▶ Görev 1
Aşağıdaki metinde "Genişleyen haneler: M.Ö." ile "yarısında terk edilmiştir." arasında kalan kısmı, iki uç da dahil, değiştirmeden yineleyin.

▶ Verilen metin
_____

Yerleşmede anıtsal bir duvar ortaya çıkarılmıştır. Sonradan kapatıldığı anlaşılan bir girişin doğu
tarafına yaklaşık bir metre yüksekliğinde bir dikili taş yerleştirilmiştir.

Genişleyen haneler: M.Ö. 5500-4900

M.Ö. 6. binyılın ortalarından başlayarak 5. binyılın başlarına kadar uzanan zaman dilimi, hem Ege hem de Anadolu ve Avrupa’nın pek çok bölgesi için sosyal ve kültürel değişim/dönüşüm süreci olarak kabul edilir. MÖ 6. binyılın ilk çeyreğinde Batı Anadolu’daki yerleşim yerlerinin pek çoğu terk edilmiştir. Uğurlu dışında Neolitik’ten Kalkolitiğe uzanan tek yerleşme İzmir Ulucak Höyük’tür. Ancak burası da 6. binyılın ikinci yarısında terk edilmiştir.

_____

▶ Görev 2
Listede "Every instance of the metal pedestal" ifadesinin geçtiği satırdan listenin sonuna kadar olan satırları, iki uç da dahil, "striped" yerine "checkered" koyarak yeniden yazın. Diğer her şey aynı kalsın, resimler yanıta alınmasın.

▶ Verilen liste
_____

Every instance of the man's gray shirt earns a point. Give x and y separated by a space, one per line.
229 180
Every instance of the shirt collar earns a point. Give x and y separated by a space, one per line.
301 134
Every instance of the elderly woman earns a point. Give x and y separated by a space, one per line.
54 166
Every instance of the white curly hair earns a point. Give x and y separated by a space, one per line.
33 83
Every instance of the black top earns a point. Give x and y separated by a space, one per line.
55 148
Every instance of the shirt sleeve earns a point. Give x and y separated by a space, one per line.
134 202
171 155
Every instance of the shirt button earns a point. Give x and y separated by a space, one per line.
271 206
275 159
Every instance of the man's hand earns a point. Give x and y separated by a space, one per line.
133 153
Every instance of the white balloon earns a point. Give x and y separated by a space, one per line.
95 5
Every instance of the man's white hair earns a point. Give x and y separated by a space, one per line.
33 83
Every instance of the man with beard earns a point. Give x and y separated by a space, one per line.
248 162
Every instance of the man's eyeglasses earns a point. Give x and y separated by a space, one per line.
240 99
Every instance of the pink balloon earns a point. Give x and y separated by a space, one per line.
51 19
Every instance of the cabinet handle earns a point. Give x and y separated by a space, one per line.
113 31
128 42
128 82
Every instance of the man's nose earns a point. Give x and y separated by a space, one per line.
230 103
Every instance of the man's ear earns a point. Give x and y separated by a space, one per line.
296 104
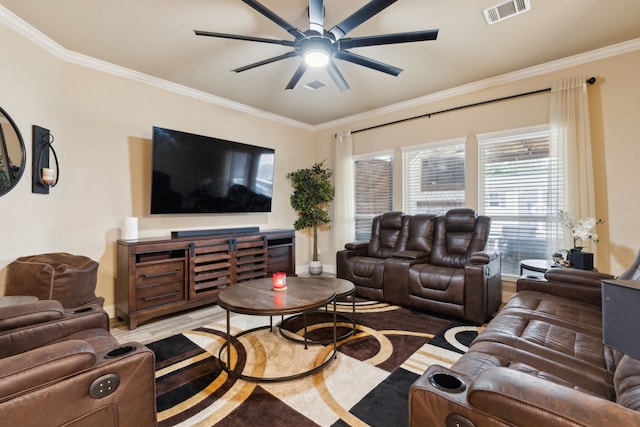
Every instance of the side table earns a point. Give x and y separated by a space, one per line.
536 266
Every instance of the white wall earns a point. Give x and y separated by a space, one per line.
102 126
615 127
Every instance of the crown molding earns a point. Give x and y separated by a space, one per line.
21 27
537 70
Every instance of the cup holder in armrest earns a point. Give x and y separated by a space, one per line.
119 351
83 310
447 382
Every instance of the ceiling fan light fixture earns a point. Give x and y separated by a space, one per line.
316 58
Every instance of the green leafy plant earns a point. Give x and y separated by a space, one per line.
312 194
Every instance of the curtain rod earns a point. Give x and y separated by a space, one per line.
590 80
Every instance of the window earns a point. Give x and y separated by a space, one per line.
434 177
520 190
373 185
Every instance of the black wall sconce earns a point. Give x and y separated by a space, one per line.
44 177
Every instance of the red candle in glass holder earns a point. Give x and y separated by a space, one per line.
279 281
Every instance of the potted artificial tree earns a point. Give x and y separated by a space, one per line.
312 193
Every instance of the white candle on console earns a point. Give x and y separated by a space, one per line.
130 230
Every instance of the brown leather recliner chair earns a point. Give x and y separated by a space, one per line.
59 367
363 263
461 279
67 278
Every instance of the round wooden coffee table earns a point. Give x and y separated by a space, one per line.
258 298
345 291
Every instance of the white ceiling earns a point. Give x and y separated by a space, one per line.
155 37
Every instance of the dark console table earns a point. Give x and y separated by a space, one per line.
156 277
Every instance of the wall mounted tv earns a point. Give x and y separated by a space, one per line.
199 174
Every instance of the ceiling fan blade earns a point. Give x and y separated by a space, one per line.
367 62
363 14
316 16
246 38
297 76
275 18
337 77
408 37
266 61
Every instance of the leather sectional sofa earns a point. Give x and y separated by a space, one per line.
433 263
63 367
540 362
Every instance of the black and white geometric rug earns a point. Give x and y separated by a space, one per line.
366 384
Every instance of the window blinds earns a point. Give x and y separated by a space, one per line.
434 177
520 191
373 184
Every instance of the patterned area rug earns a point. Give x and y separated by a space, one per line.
366 384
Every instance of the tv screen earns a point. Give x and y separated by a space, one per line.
199 174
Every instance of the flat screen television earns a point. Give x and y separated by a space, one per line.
199 174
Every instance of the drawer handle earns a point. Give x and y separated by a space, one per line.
164 273
160 296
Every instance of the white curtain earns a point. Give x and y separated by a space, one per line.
344 205
571 143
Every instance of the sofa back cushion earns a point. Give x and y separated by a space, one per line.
420 236
388 234
458 234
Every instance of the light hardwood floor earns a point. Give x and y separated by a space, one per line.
164 327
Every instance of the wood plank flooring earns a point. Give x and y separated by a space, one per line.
164 327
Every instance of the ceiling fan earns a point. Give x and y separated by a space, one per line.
319 47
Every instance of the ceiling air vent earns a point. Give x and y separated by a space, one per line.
314 85
506 10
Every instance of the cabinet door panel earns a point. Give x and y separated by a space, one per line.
164 272
159 294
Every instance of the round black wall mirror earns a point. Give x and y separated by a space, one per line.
12 153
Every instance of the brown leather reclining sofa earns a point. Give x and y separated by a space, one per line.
540 362
433 263
63 367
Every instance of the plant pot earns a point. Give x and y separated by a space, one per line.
581 260
315 268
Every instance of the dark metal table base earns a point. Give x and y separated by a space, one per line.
227 366
291 336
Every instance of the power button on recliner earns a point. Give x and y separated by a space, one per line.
104 386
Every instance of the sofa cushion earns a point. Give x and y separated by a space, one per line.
457 235
388 234
484 355
627 383
420 237
367 272
444 284
559 310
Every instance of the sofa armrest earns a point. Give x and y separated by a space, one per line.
525 400
17 316
44 365
69 400
578 285
29 337
576 276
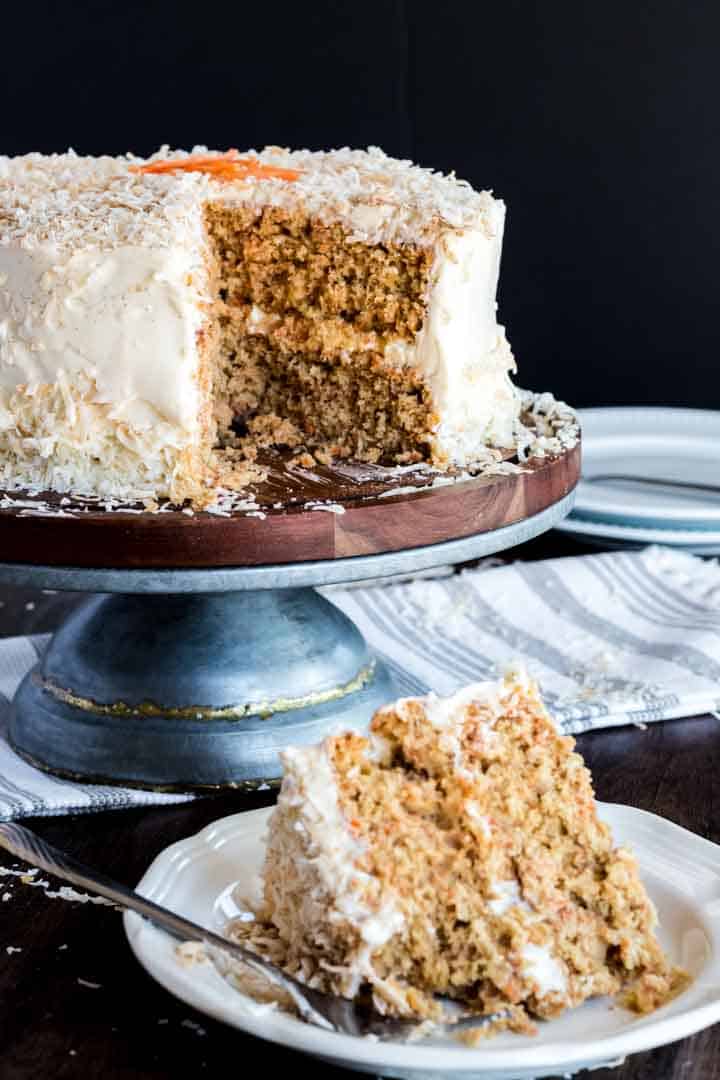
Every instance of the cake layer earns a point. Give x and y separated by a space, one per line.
132 294
457 851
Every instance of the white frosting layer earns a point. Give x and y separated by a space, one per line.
461 351
103 286
543 969
125 319
310 786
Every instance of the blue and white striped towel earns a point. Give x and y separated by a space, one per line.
624 637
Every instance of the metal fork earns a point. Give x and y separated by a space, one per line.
325 1010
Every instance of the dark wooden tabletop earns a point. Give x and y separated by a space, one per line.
126 1026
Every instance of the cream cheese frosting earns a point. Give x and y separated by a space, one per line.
105 292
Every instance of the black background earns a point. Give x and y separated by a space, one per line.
597 122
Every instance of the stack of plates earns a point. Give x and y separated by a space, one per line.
650 475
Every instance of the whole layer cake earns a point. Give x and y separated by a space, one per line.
456 851
163 319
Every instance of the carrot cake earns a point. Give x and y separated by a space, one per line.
456 852
163 319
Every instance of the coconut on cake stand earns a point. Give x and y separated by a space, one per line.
206 649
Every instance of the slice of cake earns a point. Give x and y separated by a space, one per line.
162 320
456 852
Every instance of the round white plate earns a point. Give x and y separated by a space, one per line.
681 872
698 543
656 469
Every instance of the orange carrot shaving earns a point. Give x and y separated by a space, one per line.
223 166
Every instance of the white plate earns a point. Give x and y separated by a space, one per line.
697 543
682 874
627 453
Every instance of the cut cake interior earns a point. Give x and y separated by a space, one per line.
163 320
457 851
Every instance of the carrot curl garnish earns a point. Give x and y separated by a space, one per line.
222 166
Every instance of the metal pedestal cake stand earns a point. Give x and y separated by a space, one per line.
181 674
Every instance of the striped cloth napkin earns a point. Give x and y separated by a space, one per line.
624 637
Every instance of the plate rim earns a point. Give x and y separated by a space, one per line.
597 420
289 1031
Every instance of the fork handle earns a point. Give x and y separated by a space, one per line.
24 844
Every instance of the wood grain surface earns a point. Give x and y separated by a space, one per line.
374 520
128 1028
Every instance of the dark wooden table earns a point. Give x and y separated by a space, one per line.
52 1026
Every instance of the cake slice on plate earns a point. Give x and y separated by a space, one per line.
457 851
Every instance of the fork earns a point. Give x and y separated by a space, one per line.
325 1010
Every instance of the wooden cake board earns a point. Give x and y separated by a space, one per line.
213 650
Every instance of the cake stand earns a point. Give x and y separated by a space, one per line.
206 648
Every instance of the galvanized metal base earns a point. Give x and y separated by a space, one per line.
197 679
193 691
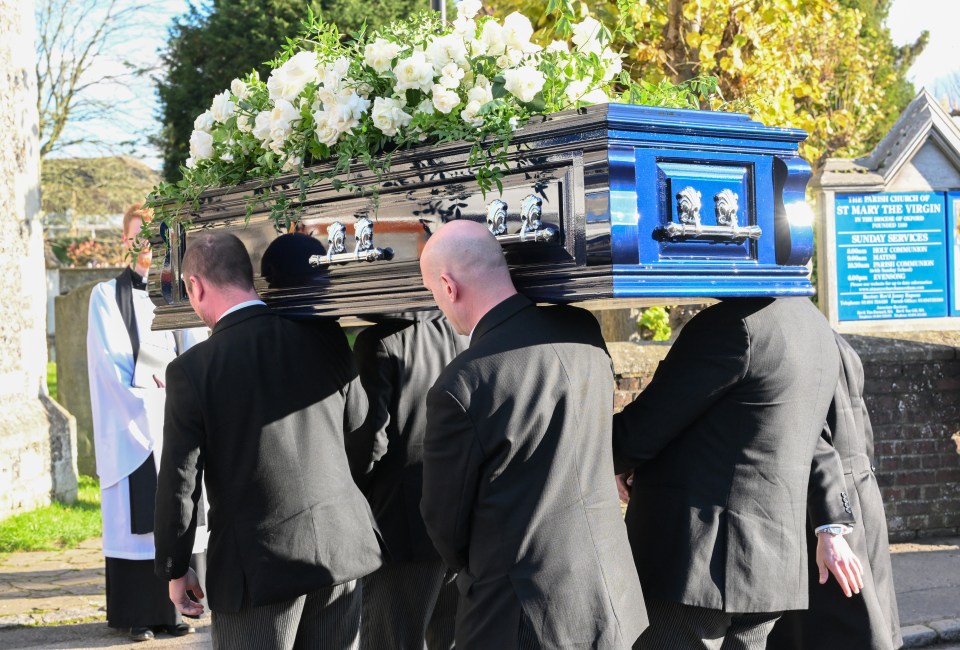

_____

▶ Görevin çözümü 1
Genişleyen haneler: M.Ö. 5500-4900

M.Ö. 6. binyılın ortalarından başlayarak 5. binyılın başlarına kadar uzanan zaman dilimi, hem Ege hem de Anadolu ve Avrupa’nın pek çok bölgesi için sosyal ve kültürel değişim/dönüşüm süreci olarak kabul edilir. MÖ 6. binyılın ilk çeyreğinde Batı Anadolu’daki yerleşim yerlerinin pek çoğu terk edilmiştir. Uğurlu dışında Neolitik’ten Kalkolitiğe uzanan tek yerleşme İzmir Ulucak Höyük’tür. Ancak burası da 6. binyılın ikinci yarısında terk edilmiştir.

▶ Görevin çözümü 2
Every instance of the metal pedestal cake stand earns a point. Give x and y separated by a space, one per line.
181 674
Every instance of the checkered cloth napkin earns a point. Give x and y separated by a space, one per line.
624 637
Every instance of the plate rim earns a point. Give x and y separated by a space, one per line.
597 420
289 1031
Every instance of the fork handle earns a point. Give x and y separated by a space, one per line.
24 844
Every instance of the wood grain surface earns a point. Give x and y separated by a space, one per line.
374 520
128 1028
Every instance of the dark wooden table earns a point. Give x and y separated by a space, one per line.
52 1026
Every instance of the cake slice on plate earns a point. Give x and y separated by a space, one per line.
457 851
Every instance of the fork earns a point. Give x and y separated by a space, one per line.
325 1010
Every instance of the wooden cake board earns a point. Give x and y separated by a space, one per line.
213 650
Every instance of the cake stand earns a point. Give x and y separated by a space, one per line.
206 648
Every instance of the galvanized metal base earns a point. Give x and y separated by a space, one per line.
197 679
193 691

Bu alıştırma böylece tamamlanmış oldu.